***** ENTRIES SUPPLIED
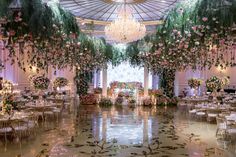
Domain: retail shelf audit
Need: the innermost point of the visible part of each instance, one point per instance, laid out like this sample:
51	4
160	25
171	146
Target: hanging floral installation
194	83
60	82
40	82
215	83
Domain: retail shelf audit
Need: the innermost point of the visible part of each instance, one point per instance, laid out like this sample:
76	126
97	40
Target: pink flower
186	46
204	19
194	28
222	41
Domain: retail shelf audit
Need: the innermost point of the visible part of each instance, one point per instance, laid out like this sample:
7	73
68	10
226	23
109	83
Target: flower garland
194	82
126	85
40	82
60	82
214	83
7	87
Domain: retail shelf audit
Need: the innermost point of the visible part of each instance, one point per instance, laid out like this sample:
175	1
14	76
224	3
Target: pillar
155	81
146	79
104	82
98	81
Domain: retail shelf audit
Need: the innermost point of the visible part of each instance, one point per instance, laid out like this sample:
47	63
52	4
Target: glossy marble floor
89	131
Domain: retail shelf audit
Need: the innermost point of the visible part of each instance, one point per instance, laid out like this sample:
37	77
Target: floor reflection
126	132
126	128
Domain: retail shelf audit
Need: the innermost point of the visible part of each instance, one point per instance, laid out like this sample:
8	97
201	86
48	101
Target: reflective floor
124	132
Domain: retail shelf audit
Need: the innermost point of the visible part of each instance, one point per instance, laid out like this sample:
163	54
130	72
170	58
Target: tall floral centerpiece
7	96
60	82
194	83
40	83
215	84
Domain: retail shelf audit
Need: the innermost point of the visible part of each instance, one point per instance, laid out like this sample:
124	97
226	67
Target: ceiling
106	10
102	12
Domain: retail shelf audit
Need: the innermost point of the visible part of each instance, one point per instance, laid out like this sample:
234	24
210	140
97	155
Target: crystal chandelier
125	28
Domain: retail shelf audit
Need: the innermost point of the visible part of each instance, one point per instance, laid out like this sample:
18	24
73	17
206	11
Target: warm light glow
34	69
125	28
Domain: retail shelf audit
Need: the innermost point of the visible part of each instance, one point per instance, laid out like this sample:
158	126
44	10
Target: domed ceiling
102	12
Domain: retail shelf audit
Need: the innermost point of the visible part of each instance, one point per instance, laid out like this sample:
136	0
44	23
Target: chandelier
125	28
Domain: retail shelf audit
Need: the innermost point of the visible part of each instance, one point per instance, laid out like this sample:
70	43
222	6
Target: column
155	81
145	128
146	79
176	84
104	126
104	82
98	73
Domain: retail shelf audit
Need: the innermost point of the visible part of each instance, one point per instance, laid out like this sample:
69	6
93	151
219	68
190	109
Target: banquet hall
117	78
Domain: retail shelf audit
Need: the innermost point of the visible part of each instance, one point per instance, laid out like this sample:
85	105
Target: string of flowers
40	82
194	83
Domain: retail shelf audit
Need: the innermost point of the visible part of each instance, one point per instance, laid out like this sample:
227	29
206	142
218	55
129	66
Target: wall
181	80
20	78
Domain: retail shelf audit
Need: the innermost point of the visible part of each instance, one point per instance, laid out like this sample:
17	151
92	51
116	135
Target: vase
195	92
214	94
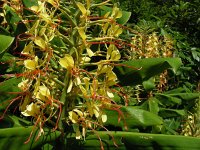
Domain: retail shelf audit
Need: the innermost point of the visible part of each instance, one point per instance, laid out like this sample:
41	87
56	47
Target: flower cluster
63	83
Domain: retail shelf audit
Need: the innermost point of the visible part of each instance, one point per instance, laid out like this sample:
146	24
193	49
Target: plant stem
63	99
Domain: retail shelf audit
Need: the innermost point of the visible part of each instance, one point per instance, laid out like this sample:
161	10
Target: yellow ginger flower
42	93
24	84
31	110
67	62
31	64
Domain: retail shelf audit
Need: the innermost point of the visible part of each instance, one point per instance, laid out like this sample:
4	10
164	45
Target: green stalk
63	99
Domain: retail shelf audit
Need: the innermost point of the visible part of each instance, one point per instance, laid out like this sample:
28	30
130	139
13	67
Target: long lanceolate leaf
5	42
14	138
131	118
136	71
137	141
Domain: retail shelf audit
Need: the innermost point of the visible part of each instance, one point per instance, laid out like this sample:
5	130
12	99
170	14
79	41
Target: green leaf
153	105
30	3
6	41
167	99
186	96
149	84
9	85
136	71
138	141
125	14
12	17
132	117
17	136
166	113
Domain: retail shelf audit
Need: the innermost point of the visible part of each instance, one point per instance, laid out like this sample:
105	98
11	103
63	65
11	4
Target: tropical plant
64	80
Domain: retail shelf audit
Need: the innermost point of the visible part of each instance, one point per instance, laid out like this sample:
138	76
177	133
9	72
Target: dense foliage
99	74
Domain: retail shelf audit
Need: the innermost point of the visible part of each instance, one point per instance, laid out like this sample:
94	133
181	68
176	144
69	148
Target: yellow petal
81	31
115	55
73	117
85	60
82	8
30	64
110	94
40	42
77	81
24	84
67	62
78	133
28	49
31	110
70	86
96	111
104	118
90	52
44	91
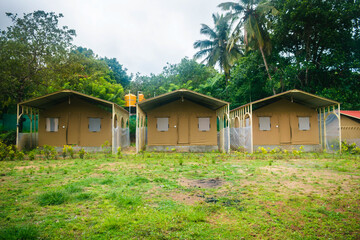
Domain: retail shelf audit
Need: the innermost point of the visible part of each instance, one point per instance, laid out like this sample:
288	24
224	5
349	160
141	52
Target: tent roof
60	96
201	99
353	114
297	96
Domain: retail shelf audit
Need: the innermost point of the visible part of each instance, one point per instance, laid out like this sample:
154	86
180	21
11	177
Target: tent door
183	129
284	129
73	128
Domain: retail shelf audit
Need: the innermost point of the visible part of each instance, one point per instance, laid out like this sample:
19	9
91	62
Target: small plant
82	153
64	152
20	155
70	151
56	197
10	152
350	148
262	150
49	152
119	153
32	154
19	232
106	147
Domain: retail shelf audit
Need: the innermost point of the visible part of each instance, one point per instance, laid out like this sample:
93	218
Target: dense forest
251	50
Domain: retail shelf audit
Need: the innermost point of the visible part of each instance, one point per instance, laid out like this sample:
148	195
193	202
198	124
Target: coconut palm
214	49
252	21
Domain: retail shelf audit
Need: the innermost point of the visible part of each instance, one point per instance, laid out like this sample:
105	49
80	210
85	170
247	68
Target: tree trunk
266	66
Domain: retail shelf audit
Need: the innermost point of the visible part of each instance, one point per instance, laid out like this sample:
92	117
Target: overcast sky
143	35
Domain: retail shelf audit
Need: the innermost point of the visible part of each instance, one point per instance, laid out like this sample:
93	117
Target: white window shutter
163	124
264	123
304	123
204	124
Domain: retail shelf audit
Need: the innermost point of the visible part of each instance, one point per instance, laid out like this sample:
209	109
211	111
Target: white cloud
143	35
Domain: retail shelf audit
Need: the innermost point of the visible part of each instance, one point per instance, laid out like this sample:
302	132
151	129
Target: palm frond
203	44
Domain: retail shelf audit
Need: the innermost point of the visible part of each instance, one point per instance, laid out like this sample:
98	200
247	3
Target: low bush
8	137
10	153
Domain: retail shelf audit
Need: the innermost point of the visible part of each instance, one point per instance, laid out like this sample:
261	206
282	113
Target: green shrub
49	152
9	137
56	197
68	150
138	180
19	232
82	153
83	196
128	200
20	155
349	148
9	153
119	153
32	154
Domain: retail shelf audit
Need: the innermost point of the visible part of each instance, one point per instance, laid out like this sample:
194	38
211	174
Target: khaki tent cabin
350	126
182	120
287	120
72	118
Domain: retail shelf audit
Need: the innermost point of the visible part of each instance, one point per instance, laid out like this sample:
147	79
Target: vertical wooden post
320	126
252	129
137	129
325	128
339	117
112	130
30	117
17	125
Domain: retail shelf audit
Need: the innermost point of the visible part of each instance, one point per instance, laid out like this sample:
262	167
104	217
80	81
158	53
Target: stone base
192	148
87	149
307	148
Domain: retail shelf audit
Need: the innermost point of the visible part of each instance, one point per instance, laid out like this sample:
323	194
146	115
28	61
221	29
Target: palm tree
215	49
251	17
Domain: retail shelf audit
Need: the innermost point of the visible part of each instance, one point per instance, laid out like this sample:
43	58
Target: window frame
94	118
209	121
308	122
48	121
158	123
261	123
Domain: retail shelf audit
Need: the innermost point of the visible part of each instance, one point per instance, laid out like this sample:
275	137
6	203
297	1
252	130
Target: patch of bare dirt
185	198
202	183
25	167
129	150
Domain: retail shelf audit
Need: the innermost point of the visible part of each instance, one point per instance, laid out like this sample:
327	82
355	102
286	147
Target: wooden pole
137	130
252	129
113	130
17	125
339	117
30	117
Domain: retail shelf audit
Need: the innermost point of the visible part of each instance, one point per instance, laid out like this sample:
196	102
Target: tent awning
201	99
54	98
297	96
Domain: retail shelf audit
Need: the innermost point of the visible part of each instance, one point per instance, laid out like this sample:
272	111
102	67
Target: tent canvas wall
287	120
183	120
71	118
350	126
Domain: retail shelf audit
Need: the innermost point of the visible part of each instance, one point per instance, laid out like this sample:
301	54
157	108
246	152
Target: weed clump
56	197
19	232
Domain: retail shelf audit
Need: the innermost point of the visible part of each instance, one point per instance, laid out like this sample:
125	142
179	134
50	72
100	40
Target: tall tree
215	49
28	50
252	19
118	72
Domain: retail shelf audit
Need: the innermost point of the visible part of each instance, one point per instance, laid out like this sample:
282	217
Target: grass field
182	196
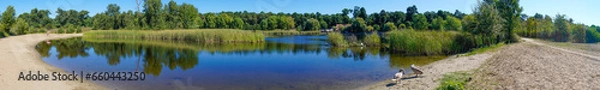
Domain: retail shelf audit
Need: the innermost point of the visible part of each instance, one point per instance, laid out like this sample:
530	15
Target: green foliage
205	36
453	23
420	22
421	42
60	31
288	32
454	81
337	39
372	40
438	24
8	18
359	25
152	11
312	24
20	27
561	33
389	27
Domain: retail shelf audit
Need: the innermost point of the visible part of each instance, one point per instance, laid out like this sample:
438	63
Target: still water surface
291	62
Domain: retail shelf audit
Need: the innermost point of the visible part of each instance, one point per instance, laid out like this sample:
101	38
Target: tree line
501	19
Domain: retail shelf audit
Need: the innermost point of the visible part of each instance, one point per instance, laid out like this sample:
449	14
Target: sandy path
433	73
17	54
538	66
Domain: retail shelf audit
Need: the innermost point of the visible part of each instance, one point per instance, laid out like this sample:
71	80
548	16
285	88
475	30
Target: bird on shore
398	76
416	70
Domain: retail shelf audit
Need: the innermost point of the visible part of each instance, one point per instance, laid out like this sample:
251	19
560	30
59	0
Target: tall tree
8	18
153	16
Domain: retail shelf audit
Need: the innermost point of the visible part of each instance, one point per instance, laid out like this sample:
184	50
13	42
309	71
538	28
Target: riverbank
542	65
531	64
19	55
433	73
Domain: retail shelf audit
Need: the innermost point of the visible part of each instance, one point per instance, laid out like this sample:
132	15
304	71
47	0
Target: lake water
291	62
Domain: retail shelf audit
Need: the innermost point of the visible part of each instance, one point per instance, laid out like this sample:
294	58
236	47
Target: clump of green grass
208	36
372	40
493	47
422	42
337	39
454	81
289	32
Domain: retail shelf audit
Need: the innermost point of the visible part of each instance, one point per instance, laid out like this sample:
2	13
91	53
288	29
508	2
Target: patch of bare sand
17	54
432	73
534	65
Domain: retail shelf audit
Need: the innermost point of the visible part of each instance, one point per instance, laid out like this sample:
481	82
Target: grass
454	81
413	42
288	32
197	46
493	47
337	39
372	40
204	35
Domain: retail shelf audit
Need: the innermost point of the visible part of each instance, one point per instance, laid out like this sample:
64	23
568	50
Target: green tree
20	27
238	23
561	33
453	23
224	21
211	20
153	16
438	24
8	18
420	22
510	11
359	25
389	27
313	24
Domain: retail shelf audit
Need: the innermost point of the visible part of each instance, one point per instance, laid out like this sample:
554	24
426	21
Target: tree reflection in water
154	55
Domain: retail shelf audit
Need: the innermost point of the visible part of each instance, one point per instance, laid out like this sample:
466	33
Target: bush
208	36
422	42
372	40
454	81
337	39
61	31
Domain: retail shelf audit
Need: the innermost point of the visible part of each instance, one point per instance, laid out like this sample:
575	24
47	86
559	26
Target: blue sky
582	11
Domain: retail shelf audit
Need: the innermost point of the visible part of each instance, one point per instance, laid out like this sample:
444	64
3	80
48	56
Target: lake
290	62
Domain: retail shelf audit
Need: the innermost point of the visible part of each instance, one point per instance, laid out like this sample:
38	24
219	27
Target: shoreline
19	55
434	72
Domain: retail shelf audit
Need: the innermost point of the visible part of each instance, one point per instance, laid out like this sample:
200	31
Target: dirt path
527	65
433	73
17	54
536	65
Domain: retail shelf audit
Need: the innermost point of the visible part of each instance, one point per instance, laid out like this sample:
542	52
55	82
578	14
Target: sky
582	11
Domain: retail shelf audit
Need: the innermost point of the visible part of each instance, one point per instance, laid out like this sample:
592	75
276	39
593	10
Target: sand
18	54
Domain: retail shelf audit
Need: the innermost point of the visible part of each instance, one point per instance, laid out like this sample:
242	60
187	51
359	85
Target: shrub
61	31
336	39
422	42
372	40
208	36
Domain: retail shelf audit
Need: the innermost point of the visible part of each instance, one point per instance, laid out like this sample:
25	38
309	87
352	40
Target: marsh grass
**********
§ **EXERCISE DIRECTIONS**: Which of the lines above contain the string "bare"? Copy out each such line, matching case exactly.

§ **WORKED SOLUTION**:
Target: patch of bare dirt
Target: patch of bare sand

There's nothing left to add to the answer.